• _Directive_: Please list every line of the material below that contains the word "lane", copying each line in full. Letter case must match.

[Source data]
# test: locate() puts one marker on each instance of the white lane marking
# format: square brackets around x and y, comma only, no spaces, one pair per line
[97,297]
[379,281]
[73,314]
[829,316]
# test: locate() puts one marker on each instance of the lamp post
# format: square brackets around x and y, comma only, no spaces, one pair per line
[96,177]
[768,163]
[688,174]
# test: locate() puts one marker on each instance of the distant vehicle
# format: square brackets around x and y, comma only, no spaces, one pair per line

--

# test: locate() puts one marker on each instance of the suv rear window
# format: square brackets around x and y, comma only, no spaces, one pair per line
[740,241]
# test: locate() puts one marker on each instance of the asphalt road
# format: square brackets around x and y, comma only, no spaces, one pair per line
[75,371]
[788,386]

• _Solution to this task_:
# test: locate() puts one marker on each instance of the white lane marking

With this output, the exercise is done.